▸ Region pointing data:
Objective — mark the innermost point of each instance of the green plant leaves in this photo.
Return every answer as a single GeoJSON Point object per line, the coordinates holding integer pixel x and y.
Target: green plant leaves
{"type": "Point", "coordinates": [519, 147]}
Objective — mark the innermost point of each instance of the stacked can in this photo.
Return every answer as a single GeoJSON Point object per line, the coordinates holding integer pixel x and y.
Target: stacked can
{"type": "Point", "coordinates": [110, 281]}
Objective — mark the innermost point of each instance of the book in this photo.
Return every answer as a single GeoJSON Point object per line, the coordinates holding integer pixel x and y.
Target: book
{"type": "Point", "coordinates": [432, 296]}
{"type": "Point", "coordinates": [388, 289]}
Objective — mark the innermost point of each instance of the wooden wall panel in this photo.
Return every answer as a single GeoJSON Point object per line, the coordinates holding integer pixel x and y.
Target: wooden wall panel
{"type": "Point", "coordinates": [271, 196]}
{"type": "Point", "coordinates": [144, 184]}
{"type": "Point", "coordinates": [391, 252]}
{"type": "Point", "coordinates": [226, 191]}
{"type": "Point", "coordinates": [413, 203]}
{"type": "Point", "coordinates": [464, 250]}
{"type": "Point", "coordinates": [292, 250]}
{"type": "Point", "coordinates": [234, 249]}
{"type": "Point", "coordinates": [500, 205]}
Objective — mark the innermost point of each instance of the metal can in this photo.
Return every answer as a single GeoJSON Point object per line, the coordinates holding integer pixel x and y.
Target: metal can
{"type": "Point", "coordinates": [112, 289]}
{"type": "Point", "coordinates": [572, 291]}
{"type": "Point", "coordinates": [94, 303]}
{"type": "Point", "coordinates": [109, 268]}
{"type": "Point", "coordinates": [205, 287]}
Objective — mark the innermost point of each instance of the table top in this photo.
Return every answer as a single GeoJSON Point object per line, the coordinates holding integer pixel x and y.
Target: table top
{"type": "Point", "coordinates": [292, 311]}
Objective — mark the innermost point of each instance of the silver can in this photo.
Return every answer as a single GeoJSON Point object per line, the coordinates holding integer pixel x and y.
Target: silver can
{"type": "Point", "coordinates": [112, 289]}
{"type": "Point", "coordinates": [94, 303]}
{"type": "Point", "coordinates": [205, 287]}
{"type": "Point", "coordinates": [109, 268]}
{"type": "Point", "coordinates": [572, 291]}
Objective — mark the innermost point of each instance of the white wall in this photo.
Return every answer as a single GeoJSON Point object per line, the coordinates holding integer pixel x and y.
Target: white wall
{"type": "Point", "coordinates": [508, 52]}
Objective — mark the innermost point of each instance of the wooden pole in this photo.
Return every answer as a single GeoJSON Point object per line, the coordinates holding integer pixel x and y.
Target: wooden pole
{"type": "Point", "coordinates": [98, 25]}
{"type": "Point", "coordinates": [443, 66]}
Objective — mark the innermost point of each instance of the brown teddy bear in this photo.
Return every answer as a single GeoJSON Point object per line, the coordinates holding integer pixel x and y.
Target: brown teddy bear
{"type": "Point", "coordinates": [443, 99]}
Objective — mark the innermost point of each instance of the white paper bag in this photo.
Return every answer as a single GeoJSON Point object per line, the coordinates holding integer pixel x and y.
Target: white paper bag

▸ Directions for this task:
Your reply should hold every line from the data that contains "paper", copied in full.

▸ Answer to this exercise:
Objective — mark the innermost point of each instance of the white paper bag in this photo.
Target: white paper bag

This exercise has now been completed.